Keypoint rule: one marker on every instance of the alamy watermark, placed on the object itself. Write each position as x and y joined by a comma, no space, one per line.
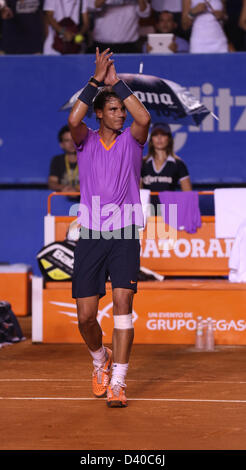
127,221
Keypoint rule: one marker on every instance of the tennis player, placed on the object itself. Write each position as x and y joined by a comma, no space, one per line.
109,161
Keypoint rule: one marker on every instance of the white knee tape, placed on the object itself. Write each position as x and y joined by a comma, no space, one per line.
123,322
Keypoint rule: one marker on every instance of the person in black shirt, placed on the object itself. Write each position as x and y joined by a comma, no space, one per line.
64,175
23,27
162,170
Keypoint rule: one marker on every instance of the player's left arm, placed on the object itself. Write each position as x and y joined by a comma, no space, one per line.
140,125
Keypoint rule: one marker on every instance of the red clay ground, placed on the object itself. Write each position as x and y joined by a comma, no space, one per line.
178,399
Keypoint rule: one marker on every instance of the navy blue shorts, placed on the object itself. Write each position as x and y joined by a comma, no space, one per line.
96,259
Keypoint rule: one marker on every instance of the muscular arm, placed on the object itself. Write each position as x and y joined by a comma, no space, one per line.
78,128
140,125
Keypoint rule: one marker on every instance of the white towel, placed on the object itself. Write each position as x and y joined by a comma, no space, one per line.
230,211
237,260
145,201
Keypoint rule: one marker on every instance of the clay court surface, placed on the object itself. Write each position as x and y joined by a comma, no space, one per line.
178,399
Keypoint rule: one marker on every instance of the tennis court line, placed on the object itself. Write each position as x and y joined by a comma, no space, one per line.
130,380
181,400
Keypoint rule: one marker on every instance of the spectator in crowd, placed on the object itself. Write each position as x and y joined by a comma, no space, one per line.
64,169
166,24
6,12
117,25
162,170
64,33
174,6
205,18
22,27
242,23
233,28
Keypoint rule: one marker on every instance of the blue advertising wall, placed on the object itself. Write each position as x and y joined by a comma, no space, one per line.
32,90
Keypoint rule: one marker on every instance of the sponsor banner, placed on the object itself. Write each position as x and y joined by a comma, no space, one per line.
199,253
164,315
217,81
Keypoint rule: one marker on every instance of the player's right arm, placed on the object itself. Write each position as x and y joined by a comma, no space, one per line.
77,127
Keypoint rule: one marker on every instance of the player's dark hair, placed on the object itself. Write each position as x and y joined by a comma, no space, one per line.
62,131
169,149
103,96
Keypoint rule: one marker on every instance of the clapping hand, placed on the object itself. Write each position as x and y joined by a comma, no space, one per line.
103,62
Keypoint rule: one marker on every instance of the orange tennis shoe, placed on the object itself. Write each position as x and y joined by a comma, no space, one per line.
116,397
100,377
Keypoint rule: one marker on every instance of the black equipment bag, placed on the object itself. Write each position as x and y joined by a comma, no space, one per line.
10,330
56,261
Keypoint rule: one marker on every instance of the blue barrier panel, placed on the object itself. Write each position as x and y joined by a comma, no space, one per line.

··········

• DESCRIPTION OF THE TASK
Please retype the records above exactly, excluding every picture.

• ANSWER BOX
Keypoint rule: one marker on every instance of the alamy watermark, placed on the object itself. Write each position as x and y joined by a comma, no space, one per line.
127,221
Keypoint rule: one marker on every instance of the tennis player, placed on the object itself. Write each position as x and y joined by a comma, no space, one per line.
109,161
Keypoint rule: one marker on every instance of the white knee tape, placed on the object itself. Write each position as x and y joined by a comma, no space, one per line.
123,322
Keypoint rule: one marker on every instance of the person in black shirt, placed on the object itself. Write each position as x and y joined by a comma, no space, one per line.
64,175
23,27
162,170
Keypoint rule: one marker on every instance of the player's left arm, placed on the object itself. Write each position as x and y joined by a comma, no space, one per line.
140,125
Keypoint rule: one marker on every instance of the red clay ground, placed on the object itself. Write each position as x and y joined by a comma, no space, one per line.
178,399
Keypoint rule: one marker on every instance of the navy blue shorts, placed on the object itself. Write each position as x and y joined by a comma, no space, one per line.
96,259
Keypoint rule: one marker on every instance of the muscular arm, placed on the object itself. Write each position as x and y joined by a comma, no space, one per line.
78,128
140,125
Keypoint rule: one marker on every instance of the white towel, placed on the object itself. Write each position as x and y joined by a comma, no space, one per line.
230,211
237,260
145,201
Keypoint rule: one marker on every instance of the clay court surface, placed on the object itself. Write each position as x and y joined by a comma, no space, one per line.
178,399
Keypoint rule: one marker on every instance of the tennis court line, placed on the object itself. Write each position as x and y joined by a comma, no space, one per line.
130,380
181,400
Keypoint rule: one marker on every instance of the spectator in crowd, placed on the object itself. Write each position as x and y joined by a comma, no space, one per line.
64,169
166,24
6,12
117,25
162,170
64,33
174,6
205,18
22,27
242,23
233,28
Keypoint rule: one marker on every instance of the blue advertising wall, placed on the object itself. Write each position as x and y joined by a comma, no space, one per line.
32,90
Keypoint rule: one marker on every instance of the sponsor banner, placed on the object itself. Write each position as x and y joined by a comma, no space, one per line.
199,253
164,315
217,81
Keypoint rule: one marker on every instance of the player's right arm, placed on the object itself. Write each position as x and y joined by a comma, no space, one per line.
77,127
Keypoint rule: one marker on every instance of the player's dark hair, placed on the object itself. Write each position as x and y joined by a comma, no space, one per line.
62,131
169,149
103,96
Keypoint rule: one marker on every instance of the clapping hand, placed on the object itself. Write each position as x and y joined by a comma, no space, one per line.
103,62
Keypoint rule: one marker on every instance of the orange tennis shoe, placed on the object itself. Write each position as x and y joined by a comma, no space, one per line.
116,397
100,377
Keypoint rule: one marker on every instance of the black equipment bag, placed on the object itself. Write each position as x and y joined by a comma, no space, one per line.
10,330
56,261
Keypoint rule: one marker on every instance of the blue barrier panel, placed on the object itself. Write each position as x and y joined by a comma, no space, one per line.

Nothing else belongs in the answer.